Copy out every line below that contains the word "wing".

%%

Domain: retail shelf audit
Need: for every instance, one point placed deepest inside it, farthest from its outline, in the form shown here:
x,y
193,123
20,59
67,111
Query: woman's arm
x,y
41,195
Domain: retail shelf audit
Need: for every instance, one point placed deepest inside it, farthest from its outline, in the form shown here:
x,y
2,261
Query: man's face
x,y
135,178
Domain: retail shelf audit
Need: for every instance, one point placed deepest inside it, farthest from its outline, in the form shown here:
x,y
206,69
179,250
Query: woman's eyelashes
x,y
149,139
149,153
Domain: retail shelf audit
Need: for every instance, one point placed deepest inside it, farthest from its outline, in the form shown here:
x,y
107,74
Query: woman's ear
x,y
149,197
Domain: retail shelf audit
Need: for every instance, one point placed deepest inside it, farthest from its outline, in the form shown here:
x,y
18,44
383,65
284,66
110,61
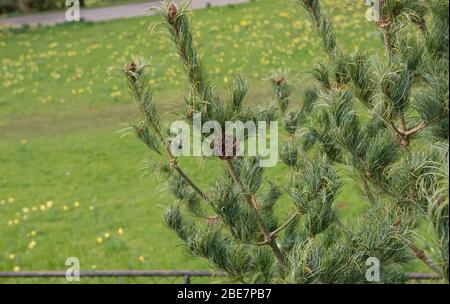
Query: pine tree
x,y
382,120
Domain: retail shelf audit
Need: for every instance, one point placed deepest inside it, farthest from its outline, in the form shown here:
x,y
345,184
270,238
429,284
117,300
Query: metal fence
x,y
140,277
120,277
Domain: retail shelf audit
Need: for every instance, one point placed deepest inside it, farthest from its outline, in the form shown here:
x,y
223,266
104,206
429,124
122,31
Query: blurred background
x,y
70,183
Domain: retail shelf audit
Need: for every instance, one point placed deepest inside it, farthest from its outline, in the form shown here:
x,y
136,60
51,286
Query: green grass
x,y
60,112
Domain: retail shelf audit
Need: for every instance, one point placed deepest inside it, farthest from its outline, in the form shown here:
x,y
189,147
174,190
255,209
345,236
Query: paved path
x,y
103,13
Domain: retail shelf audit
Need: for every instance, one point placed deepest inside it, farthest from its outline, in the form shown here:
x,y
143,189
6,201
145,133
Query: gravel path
x,y
103,13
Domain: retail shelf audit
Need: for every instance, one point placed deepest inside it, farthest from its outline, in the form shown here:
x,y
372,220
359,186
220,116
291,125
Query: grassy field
x,y
70,184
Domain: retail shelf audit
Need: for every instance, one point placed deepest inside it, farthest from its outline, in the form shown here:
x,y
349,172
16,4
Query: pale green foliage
x,y
234,224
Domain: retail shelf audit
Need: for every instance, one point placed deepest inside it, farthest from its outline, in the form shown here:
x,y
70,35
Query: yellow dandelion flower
x,y
32,244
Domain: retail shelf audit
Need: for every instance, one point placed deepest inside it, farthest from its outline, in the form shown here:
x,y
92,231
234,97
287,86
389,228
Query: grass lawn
x,y
71,185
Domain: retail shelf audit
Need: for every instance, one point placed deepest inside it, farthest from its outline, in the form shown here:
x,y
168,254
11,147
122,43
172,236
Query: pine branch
x,y
286,224
420,254
251,201
135,73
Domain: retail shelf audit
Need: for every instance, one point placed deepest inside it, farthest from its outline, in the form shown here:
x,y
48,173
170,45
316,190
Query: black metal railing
x,y
145,276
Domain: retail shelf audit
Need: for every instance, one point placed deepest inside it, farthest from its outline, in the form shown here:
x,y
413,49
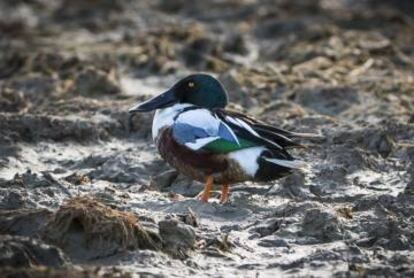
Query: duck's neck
x,y
165,117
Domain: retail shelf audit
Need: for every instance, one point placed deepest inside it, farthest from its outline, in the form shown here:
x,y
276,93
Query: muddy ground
x,y
83,192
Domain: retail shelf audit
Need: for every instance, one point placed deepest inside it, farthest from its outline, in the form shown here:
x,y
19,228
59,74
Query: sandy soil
x,y
83,191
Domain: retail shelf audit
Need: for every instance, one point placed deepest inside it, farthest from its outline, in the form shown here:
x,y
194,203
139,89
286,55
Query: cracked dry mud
x,y
84,192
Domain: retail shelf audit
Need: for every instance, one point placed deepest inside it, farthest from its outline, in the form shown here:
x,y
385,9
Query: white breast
x,y
247,158
165,117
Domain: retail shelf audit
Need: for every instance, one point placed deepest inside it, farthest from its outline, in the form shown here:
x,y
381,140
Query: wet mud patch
x,y
87,230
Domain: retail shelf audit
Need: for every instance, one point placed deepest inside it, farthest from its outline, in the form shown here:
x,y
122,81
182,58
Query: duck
x,y
197,135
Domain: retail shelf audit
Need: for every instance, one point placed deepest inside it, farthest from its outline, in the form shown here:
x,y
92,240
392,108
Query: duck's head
x,y
197,89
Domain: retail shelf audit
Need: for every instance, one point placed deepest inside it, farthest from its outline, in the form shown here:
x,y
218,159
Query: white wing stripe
x,y
294,164
199,143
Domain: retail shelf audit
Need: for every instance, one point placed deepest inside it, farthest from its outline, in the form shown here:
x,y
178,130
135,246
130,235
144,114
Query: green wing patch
x,y
224,146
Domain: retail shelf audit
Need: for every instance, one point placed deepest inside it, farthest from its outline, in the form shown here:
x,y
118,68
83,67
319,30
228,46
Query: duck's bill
x,y
162,101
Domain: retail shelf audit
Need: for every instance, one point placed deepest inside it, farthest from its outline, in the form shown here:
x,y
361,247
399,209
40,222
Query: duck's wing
x,y
276,135
215,131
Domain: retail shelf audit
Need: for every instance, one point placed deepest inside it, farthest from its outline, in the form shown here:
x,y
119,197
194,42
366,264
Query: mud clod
x,y
86,229
178,238
17,251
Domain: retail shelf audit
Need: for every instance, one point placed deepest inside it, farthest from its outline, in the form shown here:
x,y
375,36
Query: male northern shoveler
x,y
196,135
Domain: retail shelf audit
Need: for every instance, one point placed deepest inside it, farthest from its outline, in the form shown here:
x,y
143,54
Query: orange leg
x,y
225,189
207,189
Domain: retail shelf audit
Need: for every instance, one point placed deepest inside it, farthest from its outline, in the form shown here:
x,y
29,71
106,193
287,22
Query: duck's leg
x,y
225,189
207,189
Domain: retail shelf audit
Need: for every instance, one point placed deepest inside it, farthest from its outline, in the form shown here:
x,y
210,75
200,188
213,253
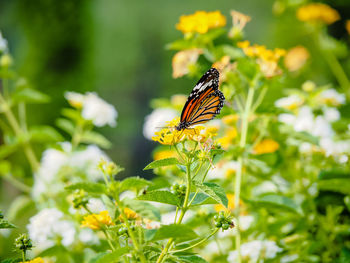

%%

* _EXERCISE RESPONSE_:
Query: white wing stripe
Query: green wing patch
Query: duck's wing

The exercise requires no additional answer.